Pew Research Center draws on data from three waves of the National Family Health Survey, collected in 2005-06, 2015-16, and 2019-21, to analyze the number of “missing” female births over the past two decades (2000-19). As discussed above, the NFHS is a well-established source that provides measures of India’s sex ratio at birth, second only to the Indian census in reliability.

We took several steps to ensure the reliability of our “missing birth” estimates. First, we adjusted the original weights for each survey by its sample size, so that each wave has an equal total weight, with guidance from Tom Pullum, Senior Advisor at the Demographic and Health Surveys program, which oversees the distribution of NFHS data. Second, we restricted our analysis to birth histories up to 15 years before the survey to minimize bias and reporting errors.⁶⁴ To reduce misreporting errors, we also excluded births by women who reported having children at age 13 or younger. Because births to women under 15 are extremely rare, such cases (births before age 13) are likely due to an error in the woman’s own birthdate. Lastly, our analysis focuses on births among all women in the past two decades, between 2000 and 2019.

The number of “missing” female births is derived by comparing the numbers of observed and expected female births. We calculated the number of expected female births by applying India’s natural sex ratio at birth (105.3 boys per 100 girls, or the girl-to-boy ratio of 950 to 1000) to observed male births, which is about the same as the estimated sex ratio at birth before the introduction of prenatal testing in the 1970s.⁶⁵ Our analysis focuses on “missing” female births in five-year cohorts between 2000 and 2019.

We calculated the sex ratio at birth for four religious groups in India: Hindus, Muslims, Christians and Sikhs. Smaller groups – including Jains, Buddhists and other religious communities – were combined into an “Others” category due to small sample sizes. We consider female-selective abortions evidenced when the sex ratio at birth is above 105.3 boys per 100 girls.

Information on the number of births over the three decades comes from the Sample Registration System (SRS), a large-scale survey that provides statistics on births and deaths in India. The annual number of births in India between 2000 and 2019 is estimated to be around 26 million (2.6 crore).

MATERIAL PROVIDED.
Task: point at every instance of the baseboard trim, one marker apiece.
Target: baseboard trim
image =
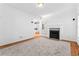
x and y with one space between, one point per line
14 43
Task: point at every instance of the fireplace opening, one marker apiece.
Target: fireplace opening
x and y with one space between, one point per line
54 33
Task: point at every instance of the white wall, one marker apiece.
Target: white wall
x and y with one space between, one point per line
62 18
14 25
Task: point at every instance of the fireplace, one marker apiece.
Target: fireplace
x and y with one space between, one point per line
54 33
---
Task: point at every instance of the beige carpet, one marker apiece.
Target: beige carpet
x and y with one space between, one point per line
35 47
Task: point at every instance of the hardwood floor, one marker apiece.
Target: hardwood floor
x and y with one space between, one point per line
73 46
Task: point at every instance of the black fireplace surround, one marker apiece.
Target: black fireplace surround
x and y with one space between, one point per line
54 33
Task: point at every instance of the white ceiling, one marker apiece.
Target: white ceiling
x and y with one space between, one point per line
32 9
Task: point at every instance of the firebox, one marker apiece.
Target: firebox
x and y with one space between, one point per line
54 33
==
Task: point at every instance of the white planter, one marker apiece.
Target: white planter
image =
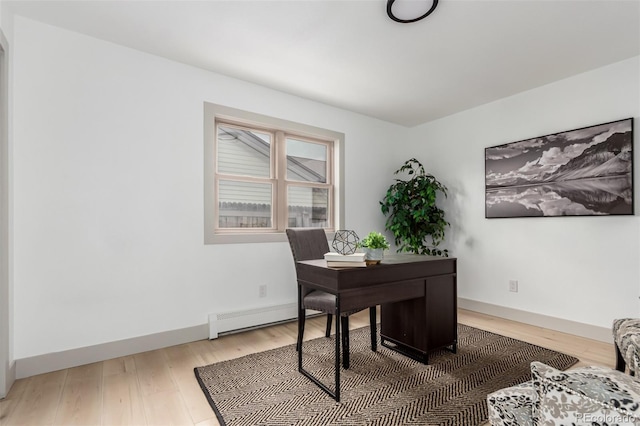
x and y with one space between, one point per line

EXERCISE GOAL. Continue the passage on estimating India's "missing" female births from its last sentence. You can disregard the records.

RESULT.
Our analysis finds that about 9.0 million (0.9 crore) Indian girls went “missing” due to female selective abortions between 2000 and 2019.⁶⁶ As India’s largest religious group, Hindus make up 79.8% of India’s total population and account for a disproportionate share (86.7%) of the “missing” female births – the estimated number of females babies who were never born but would have been if there were no female-selective abortions. In the past two decades, Hindus “lost” about 7.8 million (0.8 crore) girls to sex-selective abortions, according to our estimates.

The share of female births “lost” among Muslims (6.6%) and Christians (0.6%) during this period is considerably smaller than these groups’ shares of the Indian population (14.2% and 2.3%, respectively). Muslims were “missing” an estimated 590,000 (5.9 lakh) female births, and Christians were “missing” an estimated 53,000 (0.5 lakh), during the period studied.

Sikhs account for an outsized number of “missing” female births – an estimated 440,000 (4.4 lakh). Though Sikhs make up 1.7% of India’s population, they are responsible for approximately 4.9% of the “missing” girls during the period studied.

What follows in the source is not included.